From the records below, copy the lines word for word. Start at the line that contains "Mark every instance of the chopped" and stop after the line that contains "x=173, y=209".

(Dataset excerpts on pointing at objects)
++++++++++

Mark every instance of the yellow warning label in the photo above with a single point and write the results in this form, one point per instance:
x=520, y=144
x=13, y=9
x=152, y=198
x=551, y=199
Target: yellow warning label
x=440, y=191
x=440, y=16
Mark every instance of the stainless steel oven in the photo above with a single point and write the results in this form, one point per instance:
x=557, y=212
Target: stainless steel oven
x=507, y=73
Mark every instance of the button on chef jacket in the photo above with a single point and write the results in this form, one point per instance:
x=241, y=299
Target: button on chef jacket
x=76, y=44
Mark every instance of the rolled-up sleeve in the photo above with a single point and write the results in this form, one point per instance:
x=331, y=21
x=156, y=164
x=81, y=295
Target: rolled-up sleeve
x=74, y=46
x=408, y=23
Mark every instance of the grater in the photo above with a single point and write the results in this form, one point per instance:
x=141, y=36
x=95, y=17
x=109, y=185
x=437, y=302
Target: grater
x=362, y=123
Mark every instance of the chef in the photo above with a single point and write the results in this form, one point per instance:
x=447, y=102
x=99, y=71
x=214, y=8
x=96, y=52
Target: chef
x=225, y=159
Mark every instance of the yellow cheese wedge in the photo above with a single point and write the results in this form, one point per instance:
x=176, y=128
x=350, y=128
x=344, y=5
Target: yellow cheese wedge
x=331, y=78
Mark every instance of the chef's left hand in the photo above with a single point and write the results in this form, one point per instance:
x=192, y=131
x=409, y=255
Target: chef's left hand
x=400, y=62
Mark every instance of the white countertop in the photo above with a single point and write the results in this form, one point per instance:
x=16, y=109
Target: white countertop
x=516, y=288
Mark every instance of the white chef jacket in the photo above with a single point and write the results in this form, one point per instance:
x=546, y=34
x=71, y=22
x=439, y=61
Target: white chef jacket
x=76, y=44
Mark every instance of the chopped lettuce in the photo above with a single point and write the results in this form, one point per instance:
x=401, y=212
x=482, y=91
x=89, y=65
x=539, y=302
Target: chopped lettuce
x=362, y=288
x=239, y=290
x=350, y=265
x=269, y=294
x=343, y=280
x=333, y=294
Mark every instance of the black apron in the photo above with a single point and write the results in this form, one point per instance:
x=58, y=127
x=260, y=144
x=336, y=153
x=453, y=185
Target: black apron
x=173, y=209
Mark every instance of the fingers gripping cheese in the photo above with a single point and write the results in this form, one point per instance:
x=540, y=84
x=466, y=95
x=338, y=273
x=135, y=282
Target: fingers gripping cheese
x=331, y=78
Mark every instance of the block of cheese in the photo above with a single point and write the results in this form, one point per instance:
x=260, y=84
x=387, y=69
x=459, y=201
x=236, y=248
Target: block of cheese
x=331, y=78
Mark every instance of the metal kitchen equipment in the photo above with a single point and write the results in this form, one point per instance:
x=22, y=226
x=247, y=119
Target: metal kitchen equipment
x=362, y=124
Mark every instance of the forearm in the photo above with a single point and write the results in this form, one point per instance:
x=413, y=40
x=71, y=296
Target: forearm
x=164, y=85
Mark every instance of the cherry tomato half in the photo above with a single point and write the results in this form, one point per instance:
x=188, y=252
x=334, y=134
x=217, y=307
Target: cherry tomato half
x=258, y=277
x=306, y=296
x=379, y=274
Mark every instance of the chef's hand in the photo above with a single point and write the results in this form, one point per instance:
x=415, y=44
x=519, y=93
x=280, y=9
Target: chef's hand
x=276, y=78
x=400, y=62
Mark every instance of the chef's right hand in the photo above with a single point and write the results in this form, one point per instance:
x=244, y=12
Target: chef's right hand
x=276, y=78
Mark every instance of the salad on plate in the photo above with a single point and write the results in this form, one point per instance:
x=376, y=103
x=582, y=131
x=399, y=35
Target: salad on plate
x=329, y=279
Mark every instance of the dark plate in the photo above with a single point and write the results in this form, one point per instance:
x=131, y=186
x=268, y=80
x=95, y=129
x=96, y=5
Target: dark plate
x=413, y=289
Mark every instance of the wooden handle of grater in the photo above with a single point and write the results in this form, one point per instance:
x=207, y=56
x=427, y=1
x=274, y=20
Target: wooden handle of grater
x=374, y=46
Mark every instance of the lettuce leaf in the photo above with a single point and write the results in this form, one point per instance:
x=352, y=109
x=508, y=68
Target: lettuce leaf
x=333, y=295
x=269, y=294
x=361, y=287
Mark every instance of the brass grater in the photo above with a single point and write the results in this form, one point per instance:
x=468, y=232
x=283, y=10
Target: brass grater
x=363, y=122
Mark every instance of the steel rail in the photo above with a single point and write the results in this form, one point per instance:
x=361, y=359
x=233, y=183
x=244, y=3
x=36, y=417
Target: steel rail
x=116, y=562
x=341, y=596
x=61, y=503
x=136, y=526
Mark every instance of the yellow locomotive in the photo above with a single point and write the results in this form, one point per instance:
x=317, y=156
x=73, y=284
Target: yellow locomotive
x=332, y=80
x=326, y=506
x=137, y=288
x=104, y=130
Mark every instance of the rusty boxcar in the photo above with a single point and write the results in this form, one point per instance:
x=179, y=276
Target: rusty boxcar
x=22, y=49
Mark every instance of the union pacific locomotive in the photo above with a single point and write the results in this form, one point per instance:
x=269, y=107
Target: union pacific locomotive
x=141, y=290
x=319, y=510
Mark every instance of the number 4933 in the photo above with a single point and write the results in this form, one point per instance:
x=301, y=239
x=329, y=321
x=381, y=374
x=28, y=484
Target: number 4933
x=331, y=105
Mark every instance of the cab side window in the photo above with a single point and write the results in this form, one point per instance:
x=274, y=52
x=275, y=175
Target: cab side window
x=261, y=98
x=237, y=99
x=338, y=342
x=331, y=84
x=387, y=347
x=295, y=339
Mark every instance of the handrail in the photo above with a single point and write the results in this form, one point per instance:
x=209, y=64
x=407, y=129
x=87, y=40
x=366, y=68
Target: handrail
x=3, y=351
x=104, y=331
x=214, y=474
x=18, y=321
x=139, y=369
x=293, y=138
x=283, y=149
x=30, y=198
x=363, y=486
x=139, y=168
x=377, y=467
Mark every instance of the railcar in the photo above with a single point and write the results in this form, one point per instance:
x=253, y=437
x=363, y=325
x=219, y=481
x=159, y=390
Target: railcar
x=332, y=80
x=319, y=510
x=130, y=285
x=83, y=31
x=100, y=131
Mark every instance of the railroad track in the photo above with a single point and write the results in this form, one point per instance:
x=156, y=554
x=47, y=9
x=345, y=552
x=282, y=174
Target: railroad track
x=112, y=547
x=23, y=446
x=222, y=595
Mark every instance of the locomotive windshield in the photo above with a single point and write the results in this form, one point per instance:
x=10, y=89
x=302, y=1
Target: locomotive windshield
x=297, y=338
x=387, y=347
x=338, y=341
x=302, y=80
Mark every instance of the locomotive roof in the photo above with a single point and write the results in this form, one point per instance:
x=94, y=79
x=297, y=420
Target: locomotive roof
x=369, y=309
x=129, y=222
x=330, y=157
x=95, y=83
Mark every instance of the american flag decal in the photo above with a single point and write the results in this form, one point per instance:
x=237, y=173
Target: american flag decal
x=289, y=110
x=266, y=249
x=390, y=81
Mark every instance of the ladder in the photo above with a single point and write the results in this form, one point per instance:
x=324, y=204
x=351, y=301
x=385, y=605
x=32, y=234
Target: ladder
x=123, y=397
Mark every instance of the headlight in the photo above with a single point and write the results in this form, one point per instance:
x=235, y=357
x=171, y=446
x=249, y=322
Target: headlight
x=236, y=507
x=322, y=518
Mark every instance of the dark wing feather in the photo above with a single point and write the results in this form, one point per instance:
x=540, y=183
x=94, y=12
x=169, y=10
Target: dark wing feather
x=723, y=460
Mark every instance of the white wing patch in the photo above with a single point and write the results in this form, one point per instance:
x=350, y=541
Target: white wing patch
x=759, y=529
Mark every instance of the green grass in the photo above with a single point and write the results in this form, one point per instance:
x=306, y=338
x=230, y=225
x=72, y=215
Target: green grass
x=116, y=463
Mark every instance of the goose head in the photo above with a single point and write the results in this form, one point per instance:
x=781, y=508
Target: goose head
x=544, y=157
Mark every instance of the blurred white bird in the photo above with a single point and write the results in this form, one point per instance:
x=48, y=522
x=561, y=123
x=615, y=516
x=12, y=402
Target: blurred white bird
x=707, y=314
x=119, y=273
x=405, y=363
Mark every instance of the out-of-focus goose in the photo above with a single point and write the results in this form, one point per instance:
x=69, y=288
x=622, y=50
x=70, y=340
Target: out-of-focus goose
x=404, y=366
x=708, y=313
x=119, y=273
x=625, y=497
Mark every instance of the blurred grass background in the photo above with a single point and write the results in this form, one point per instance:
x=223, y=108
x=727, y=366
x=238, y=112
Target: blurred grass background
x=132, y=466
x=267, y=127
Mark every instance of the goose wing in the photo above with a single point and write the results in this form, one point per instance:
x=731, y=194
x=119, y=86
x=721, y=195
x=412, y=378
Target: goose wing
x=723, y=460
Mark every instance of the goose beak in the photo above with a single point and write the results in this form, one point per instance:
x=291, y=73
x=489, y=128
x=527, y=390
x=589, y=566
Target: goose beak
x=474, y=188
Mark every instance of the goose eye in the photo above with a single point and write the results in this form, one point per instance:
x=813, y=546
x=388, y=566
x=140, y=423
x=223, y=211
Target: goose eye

++++++++++

RESULT OF THE EXERCISE
Mark every instance of the chopped lettuce in the photo above with a single point and write the results in this form, one point per instance:
x=401, y=212
x=482, y=91
x=89, y=65
x=539, y=302
Target: chopped lettuce
x=362, y=288
x=239, y=290
x=350, y=265
x=269, y=294
x=343, y=280
x=333, y=294
Mark every instance of the black apron in the photo above with a single point and write the results in this form, one point per instance:
x=58, y=127
x=260, y=144
x=336, y=153
x=453, y=185
Target: black apron
x=173, y=209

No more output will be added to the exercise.